EXERCISE - Each entry below must be repeated word for word.

·····

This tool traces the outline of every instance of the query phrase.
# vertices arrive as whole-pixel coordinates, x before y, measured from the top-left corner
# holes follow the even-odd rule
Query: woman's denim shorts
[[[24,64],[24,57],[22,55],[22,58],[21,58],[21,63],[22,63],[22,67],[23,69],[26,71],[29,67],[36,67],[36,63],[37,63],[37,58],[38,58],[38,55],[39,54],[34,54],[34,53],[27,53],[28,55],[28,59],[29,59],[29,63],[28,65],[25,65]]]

·····

WRITTEN ANSWER -
This tool traces the outline of every instance of the query phrase.
# vertices arrive as whole-pixel coordinates, x before y, measured from the top-left corner
# holes follow the even-odd rule
Query: woman's denim shorts
[[[24,64],[24,57],[22,55],[22,58],[21,58],[21,63],[22,63],[22,67],[23,69],[26,71],[29,67],[36,67],[36,63],[37,63],[37,58],[38,58],[38,55],[39,54],[34,54],[34,53],[27,53],[28,55],[28,59],[29,59],[29,63],[28,65],[25,65]]]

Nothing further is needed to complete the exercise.